GIVEN TEXT:

- - -

Fixed LinearFP8 and added tests.

2dfa3ce1 · Tim Dettmers · fa255cbc · 2dfa3ce1 · 2dfa3ce1
Commit 2dfa3ce1 authored Feb 13, 2023 by Tim Dettmers
Hide whitespace changes
Inline Side-by-side

Showing with 40 additions and 3 deletions

bitsandbytes/nn/modules.py bitsandbytes/nn/modules.py +3 -3

tests/test_modules.py tests/test_modules.py +37 -0

No files found.
--- a/bitsandbytes/nn/modules.py
+++ b/bitsandbytes/nn/modules.py
@@ -352,10 +352,10 @@ class LinearFP8(nn.Linear):
    def forward(self, x: torch.Tensor):
        if self.fw_code is None:
-            self.bw_code = F.create_fp8_map(True, 5, 2, 8).to(x.device)
+            self.bw_code = bnb.functional.create_fp8_map(True, 5, 2, 8).to(x.device)
-            self.fw_code = F.create_fp8_map(True, 4, 3, 8).to(x.device)
+            self.fw_code = bnb.functional.create_fp8_map(True, 4, 3, 8).to(x.device)
-        out = bnb.matmul_fp8(x, self.weight.t(), fw_code=self.fw_code, code=self.bw_code)
+        out = bnb.matmul_fp8(x, self.weight.t(), fw_code=self.fw_code, bw_code=self.bw_code)
        if self.bias is not None:
            out += self.bias

--- a/tests/test_modules.py
+++ b/tests/test_modules.py
@@ -525,3 +525,40 @@ def test_linear8bitlt_fp32_bias():
        b1 = torch.randn(16, 8, 32, device="cuda").half()

- - -

Coordinate annotation lines

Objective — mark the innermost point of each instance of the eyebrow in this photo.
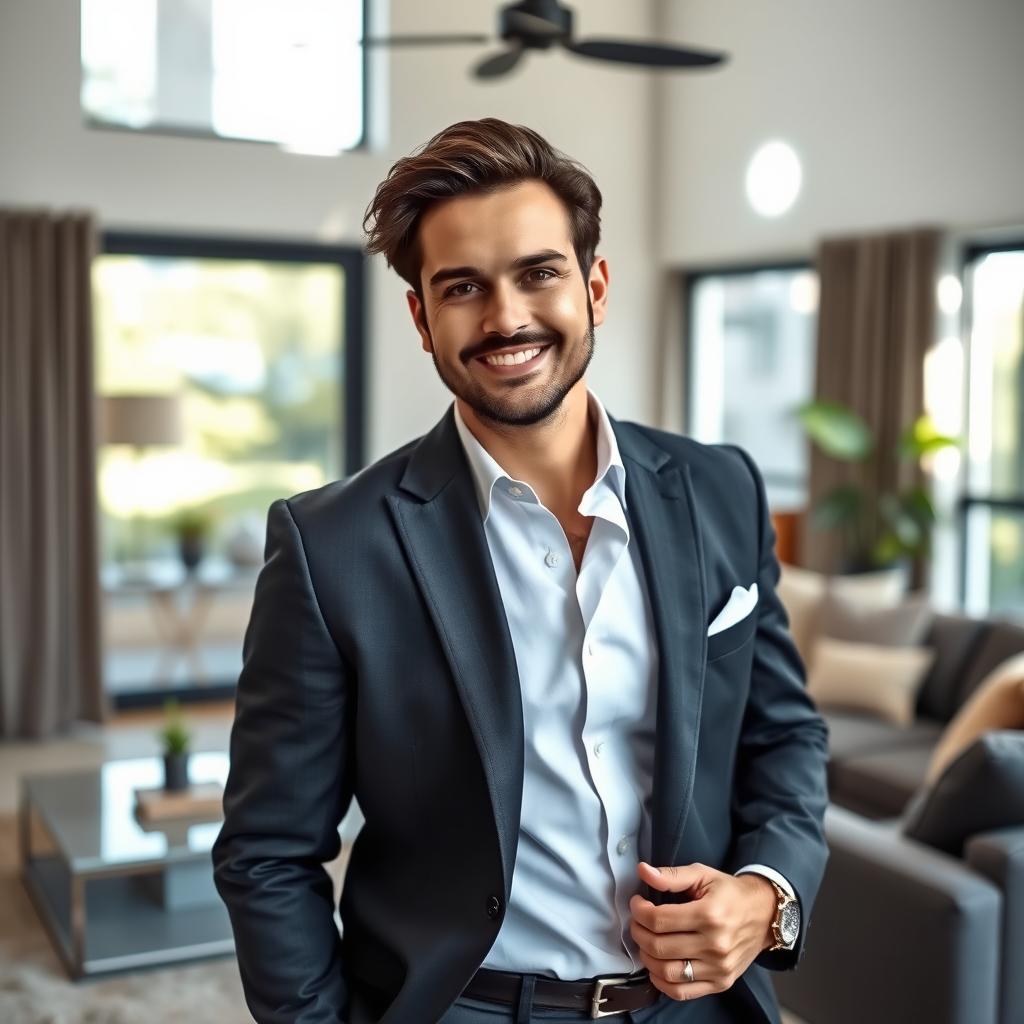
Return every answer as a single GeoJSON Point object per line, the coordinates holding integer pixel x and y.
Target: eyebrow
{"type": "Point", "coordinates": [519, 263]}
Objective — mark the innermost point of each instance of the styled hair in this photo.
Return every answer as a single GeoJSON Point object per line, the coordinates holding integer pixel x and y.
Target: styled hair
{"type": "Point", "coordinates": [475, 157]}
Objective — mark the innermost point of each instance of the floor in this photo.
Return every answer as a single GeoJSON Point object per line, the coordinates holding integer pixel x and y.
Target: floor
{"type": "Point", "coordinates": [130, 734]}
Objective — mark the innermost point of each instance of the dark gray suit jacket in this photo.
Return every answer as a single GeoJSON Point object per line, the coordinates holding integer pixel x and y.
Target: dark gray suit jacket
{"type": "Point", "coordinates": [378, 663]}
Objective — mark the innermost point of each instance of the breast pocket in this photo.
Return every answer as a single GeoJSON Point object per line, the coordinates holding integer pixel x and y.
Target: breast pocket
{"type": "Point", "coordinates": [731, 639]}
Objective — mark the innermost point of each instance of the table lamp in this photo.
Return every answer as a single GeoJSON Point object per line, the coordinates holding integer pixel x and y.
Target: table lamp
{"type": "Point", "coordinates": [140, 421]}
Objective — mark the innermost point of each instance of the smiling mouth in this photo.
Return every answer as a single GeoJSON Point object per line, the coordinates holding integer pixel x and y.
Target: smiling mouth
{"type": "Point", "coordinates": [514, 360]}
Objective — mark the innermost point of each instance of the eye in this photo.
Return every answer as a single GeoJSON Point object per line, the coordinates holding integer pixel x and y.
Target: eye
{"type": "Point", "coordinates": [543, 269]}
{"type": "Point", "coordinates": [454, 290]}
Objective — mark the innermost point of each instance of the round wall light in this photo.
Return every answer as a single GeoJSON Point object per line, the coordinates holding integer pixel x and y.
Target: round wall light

- - -

TASK GOAL:
Revise the commit page from "tests/test_modules.py tests/test_modules.py +37" up to and including "self.weight.t(), fw_code=self.fw_code, bw_code=self.bw_code)", putting "matmul_fp16" wherever "matmul_fp8" appears. Rely solely on the commit page above.

TASK RESPONSE:
tests/test_modules.py tests/test_modules.py +37 -0

No files found.
--- a/bitsandbytes/nn/modules.py
+++ b/bitsandbytes/nn/modules.py
@@ -352,10 +352,10 @@ class LinearFP8(nn.Linear):
    def forward(self, x: torch.Tensor):
        if self.fw_code is None:
-            self.bw_code = F.create_fp8_map(True, 5, 2, 8).to(x.device)
+            self.bw_code = bnb.functional.create_fp8_map(True, 5, 2, 8).to(x.device)
-            self.fw_code = F.create_fp8_map(True, 4, 3, 8).to(x.device)
+            self.fw_code = bnb.functional.create_fp8_map(True, 4, 3, 8).to(x.device)
-        out = bnb.matmul_fp16(x, self.weight.t(), fw_code=self.fw_code, code=self.bw_code)
+        out = bnb.matmul_fp16(x, self.weight.t(), fw_code=self.fw_code, bw_code=self.bw_code)